(Collected data)
━━━━━━

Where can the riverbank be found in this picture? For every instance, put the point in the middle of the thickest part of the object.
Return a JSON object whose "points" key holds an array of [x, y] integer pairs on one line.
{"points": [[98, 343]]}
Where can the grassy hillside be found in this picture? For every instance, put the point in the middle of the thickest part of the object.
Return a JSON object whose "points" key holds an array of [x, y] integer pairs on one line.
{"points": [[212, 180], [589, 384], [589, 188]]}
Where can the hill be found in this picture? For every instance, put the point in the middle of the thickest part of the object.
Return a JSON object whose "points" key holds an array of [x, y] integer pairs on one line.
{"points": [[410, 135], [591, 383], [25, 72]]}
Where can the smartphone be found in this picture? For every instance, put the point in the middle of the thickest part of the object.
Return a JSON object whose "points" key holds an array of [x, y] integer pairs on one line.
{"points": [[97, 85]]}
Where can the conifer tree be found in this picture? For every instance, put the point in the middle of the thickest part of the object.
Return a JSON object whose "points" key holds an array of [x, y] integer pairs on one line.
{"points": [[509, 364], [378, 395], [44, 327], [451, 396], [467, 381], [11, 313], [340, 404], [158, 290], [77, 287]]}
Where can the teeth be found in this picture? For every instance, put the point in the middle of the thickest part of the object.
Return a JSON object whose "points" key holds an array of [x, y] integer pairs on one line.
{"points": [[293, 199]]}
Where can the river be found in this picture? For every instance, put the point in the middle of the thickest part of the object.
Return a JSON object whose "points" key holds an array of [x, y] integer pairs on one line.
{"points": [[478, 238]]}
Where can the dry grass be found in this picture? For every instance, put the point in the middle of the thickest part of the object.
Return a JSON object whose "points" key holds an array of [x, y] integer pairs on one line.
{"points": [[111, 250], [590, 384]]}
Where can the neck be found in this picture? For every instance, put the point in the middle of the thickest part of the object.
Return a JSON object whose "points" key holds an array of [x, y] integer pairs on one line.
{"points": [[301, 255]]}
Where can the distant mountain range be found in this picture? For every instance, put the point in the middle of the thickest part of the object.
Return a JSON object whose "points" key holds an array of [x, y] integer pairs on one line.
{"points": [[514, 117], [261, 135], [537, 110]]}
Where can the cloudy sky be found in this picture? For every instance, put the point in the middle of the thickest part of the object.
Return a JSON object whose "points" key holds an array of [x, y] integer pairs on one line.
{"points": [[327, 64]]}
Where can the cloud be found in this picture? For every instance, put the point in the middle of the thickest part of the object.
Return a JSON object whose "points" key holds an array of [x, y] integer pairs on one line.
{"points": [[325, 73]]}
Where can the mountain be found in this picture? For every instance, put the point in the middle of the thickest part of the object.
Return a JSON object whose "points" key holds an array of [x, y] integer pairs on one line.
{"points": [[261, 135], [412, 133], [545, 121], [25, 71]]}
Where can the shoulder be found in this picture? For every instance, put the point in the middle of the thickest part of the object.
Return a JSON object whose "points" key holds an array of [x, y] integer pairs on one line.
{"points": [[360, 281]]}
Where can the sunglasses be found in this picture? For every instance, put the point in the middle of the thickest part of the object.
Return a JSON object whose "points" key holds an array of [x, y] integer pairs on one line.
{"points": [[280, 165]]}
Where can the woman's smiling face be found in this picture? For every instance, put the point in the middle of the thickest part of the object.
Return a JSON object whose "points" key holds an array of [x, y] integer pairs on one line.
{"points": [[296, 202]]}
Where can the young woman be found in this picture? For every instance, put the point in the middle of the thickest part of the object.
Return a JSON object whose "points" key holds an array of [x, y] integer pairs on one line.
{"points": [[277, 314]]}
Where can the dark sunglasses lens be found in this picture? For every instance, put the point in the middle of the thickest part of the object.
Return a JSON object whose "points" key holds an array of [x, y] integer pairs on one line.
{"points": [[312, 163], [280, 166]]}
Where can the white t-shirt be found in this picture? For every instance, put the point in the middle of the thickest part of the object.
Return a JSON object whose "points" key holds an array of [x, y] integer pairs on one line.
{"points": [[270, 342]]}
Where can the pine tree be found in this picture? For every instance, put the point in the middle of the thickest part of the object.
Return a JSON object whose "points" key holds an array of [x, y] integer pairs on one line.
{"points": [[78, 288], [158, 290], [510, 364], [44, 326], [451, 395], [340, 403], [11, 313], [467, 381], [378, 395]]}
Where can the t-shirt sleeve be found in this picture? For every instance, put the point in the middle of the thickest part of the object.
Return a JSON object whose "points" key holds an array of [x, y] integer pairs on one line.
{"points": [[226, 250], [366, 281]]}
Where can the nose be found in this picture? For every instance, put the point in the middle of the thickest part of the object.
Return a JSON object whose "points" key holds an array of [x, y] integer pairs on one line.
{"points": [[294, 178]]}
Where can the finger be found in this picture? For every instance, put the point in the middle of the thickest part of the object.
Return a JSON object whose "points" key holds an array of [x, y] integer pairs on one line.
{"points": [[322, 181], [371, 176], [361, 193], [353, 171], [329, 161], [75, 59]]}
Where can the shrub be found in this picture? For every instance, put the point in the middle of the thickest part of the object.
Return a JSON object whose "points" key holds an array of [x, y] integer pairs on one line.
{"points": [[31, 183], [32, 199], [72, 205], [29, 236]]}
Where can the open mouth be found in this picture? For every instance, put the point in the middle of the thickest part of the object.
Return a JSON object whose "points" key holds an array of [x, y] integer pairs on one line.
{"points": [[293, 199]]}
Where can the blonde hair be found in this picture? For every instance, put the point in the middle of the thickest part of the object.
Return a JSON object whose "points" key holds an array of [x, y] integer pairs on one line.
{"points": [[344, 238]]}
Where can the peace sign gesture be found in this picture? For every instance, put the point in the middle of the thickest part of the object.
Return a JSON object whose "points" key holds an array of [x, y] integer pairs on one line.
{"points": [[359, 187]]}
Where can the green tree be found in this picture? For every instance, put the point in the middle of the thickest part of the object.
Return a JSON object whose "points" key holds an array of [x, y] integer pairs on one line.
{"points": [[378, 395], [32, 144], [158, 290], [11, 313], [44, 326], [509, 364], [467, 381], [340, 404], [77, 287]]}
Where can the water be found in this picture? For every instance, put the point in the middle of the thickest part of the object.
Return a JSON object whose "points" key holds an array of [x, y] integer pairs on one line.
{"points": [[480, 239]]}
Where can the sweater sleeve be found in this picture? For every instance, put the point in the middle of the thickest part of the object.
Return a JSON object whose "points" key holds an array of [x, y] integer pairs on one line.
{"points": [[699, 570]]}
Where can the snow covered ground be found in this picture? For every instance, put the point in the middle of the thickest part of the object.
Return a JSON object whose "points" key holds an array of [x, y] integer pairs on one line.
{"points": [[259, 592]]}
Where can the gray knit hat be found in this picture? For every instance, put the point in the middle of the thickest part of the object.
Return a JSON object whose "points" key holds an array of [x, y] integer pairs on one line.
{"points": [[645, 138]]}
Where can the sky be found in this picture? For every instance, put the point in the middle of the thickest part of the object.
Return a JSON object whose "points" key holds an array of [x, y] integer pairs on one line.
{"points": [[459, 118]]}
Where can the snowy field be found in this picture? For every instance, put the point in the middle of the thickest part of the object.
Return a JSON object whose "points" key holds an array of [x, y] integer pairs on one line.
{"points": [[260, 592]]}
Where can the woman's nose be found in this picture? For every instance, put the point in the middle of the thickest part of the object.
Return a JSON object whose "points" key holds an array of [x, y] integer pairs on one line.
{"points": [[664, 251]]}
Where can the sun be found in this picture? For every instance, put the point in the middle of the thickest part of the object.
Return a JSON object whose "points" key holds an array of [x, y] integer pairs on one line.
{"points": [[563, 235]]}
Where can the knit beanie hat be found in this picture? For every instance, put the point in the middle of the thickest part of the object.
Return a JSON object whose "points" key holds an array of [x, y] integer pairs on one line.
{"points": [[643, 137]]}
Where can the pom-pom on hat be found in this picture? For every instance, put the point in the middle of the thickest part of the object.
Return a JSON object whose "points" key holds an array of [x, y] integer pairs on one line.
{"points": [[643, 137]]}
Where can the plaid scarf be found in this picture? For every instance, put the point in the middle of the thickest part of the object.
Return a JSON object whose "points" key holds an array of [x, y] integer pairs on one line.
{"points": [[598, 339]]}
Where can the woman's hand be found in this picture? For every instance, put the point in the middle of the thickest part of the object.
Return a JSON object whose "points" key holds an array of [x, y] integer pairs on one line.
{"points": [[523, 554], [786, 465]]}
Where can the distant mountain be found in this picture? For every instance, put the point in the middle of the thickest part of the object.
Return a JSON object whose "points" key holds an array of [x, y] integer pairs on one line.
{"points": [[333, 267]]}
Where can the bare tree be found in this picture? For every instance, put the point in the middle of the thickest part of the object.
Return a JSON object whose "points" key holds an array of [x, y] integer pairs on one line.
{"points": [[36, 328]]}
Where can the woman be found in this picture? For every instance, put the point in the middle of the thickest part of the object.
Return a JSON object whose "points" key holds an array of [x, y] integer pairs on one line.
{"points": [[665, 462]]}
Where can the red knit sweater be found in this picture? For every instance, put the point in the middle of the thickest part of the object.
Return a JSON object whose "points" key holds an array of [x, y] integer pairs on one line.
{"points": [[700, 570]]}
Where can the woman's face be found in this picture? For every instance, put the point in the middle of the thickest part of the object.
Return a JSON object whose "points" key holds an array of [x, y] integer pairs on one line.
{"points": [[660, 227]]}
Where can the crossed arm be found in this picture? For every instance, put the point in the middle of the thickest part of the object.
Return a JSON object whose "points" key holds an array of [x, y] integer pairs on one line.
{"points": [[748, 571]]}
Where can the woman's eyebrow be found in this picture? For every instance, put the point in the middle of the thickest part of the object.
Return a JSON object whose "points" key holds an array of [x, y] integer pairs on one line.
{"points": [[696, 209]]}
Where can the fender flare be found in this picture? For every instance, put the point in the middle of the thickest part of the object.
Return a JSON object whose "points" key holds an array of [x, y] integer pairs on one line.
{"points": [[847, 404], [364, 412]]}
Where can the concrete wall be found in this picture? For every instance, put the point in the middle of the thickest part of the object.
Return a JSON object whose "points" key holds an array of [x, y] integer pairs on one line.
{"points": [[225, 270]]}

━━━━━━

# Job
Copy exactly, and only, the lines from the one containing "Where can the woman's eyebrow" through the last line of the listing.

# Correct output
Where can the woman's eyebrow be found in this picture? For every instance, put the point in the middle of the thickest part of the object.
Return a JSON object whose "points" key holds an array of [x, y] integer pairs on one line.
{"points": [[696, 209]]}
Where can the fender flare be found in this picture? For every instance, put the point in the middle of the thickest part of the object.
Return a JSON object whose "points" key holds an array of [x, y] integer pairs on one line.
{"points": [[847, 404], [364, 412]]}
Where can the concrete wall be found in this picture? For every instance, put the point in the middle of the thickest part of the object.
Return a JSON object whose "points" key holds an array of [x, y] integer pairs on one line.
{"points": [[225, 270]]}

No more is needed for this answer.